╔══
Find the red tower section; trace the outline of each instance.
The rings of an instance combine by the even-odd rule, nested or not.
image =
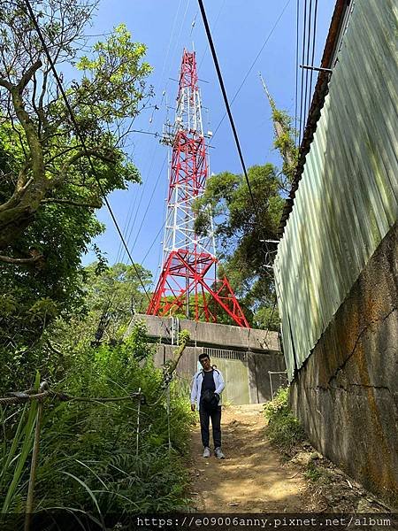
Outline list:
[[[227,279],[217,278],[212,220],[205,235],[195,232],[193,202],[203,194],[209,173],[195,52],[184,50],[175,121],[166,126],[164,142],[172,148],[172,162],[163,266],[147,313],[183,313],[208,322],[226,313],[249,327]]]

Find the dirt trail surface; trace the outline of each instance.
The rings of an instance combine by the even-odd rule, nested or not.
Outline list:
╚══
Update all of the data above by changing every "trace" to "draw" and leaving everything else as it is. Leave the pictures out of your answer.

[Answer to the exercise]
Find the red tower section; draw the outline of each instance.
The rings of an instance combine by the even-odd rule, nested or not.
image =
Outline list:
[[[227,279],[217,278],[212,220],[205,235],[195,232],[193,202],[203,194],[209,173],[195,52],[184,50],[175,121],[166,126],[164,142],[172,148],[172,162],[163,266],[147,313],[183,313],[208,322],[226,313],[249,327]]]

Find the dirt trail surface; draw the outline of each instance.
The rings of an instance combine by the even-odd rule, nested or not.
Outline list:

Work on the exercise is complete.